### Listing
------------------------------------

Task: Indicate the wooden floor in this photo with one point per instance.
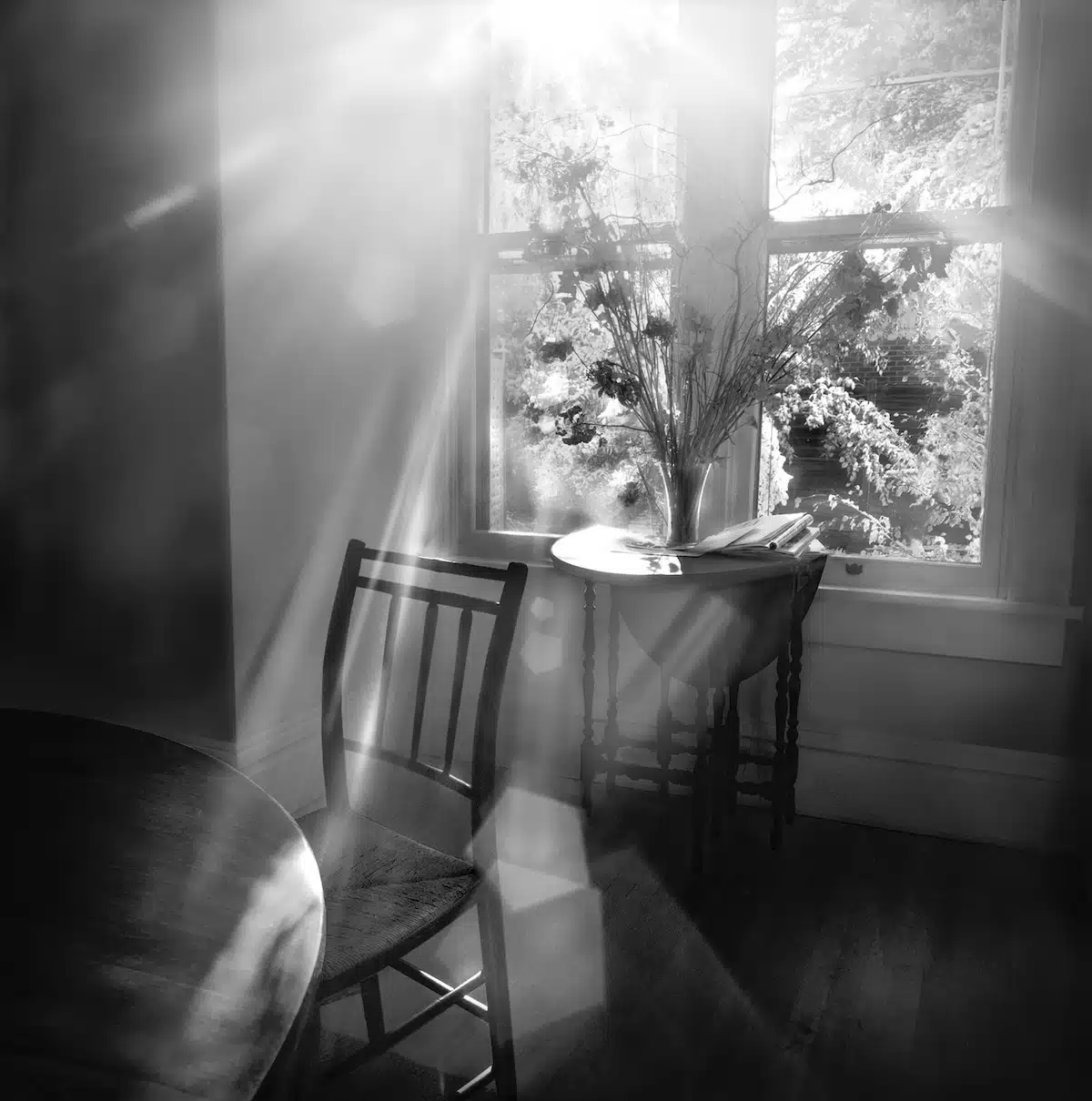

------------------------------------

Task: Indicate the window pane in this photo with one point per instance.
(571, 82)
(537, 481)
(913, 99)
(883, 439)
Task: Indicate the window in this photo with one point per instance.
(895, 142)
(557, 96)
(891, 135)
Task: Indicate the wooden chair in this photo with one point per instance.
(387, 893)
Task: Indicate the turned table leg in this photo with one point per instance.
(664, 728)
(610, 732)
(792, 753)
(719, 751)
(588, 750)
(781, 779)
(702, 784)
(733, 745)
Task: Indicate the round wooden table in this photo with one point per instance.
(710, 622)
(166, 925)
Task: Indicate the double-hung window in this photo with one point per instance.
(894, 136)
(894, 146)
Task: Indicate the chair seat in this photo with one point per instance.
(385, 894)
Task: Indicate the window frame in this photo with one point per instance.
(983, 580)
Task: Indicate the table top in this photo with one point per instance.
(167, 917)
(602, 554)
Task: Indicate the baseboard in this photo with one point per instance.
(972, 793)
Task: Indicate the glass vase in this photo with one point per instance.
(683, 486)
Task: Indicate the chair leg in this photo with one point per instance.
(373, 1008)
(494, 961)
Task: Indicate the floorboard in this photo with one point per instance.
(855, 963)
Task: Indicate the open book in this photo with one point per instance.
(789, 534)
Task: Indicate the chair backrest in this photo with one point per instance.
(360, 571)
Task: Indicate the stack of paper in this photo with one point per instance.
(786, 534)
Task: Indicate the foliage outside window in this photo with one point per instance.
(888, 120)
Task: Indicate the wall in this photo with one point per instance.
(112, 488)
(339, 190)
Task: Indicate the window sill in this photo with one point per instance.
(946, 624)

------------------------------------

### What is needed
Pull out each line above that contains the word "window", copying those lines in full.

### Result for this exercise
Task: Indicate the window pane in this photo with one point per instance.
Task: Indicate the window in this photo with one point per instance.
Task: Indicate the double-hung window in this photo with one point per instance.
Task: Indicate the window frame in this photo with one point per instance.
Task: Indicate the foliage outside window in this photo with one point per instance.
Task: Indicate the window sill in this photo with one point per instance.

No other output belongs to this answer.